— begin RECORDS TO USE —

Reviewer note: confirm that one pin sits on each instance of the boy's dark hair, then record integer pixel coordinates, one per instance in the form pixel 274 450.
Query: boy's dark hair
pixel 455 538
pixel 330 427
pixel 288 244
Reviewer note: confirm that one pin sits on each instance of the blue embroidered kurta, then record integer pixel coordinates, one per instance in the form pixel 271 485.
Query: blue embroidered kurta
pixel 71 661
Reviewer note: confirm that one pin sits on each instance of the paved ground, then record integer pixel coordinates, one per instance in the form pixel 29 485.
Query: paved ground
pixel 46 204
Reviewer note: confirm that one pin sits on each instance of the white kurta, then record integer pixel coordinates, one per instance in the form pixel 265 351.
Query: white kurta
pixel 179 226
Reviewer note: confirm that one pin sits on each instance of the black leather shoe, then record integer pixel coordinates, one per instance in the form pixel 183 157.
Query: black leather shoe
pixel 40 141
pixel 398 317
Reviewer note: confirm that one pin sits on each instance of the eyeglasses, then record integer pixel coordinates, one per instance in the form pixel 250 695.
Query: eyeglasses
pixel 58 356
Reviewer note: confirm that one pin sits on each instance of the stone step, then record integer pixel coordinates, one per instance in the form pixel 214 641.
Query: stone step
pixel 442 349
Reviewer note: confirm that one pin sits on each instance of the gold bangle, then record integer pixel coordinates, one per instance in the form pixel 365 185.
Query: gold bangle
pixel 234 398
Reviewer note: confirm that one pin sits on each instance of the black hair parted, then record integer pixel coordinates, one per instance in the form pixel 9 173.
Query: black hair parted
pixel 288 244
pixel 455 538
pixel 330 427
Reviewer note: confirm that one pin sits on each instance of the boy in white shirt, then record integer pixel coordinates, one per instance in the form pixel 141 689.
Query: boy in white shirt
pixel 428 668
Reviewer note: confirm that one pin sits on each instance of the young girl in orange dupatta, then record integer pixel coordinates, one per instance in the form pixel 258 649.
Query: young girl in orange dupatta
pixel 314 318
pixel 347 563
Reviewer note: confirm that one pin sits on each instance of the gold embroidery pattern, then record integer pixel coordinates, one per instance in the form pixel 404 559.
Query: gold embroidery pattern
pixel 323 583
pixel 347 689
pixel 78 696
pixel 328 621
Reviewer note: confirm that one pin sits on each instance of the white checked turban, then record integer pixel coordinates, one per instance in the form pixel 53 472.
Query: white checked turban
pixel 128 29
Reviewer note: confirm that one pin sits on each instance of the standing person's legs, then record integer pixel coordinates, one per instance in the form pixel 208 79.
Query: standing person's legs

— end RECORDS TO USE —

▸ TASK DETAILS
Swap "Reviewer note" for "Auditor note" and reproduce the lines from the one containing "pixel 53 472." through the end of the records, leaving everything else unchanged.

▸ THE OUTPUT
Auditor note: confirm that one pin sits on each instance of the white checked turban, then record integer pixel coordinates, one per instance in the form pixel 53 472.
Query: white checked turban
pixel 128 29
Auditor note: confirm that one pin sits on each instance of the standing person's legs, then record integer pixel coordinates, one per instance in the form pixel 208 79.
Query: standing person's legs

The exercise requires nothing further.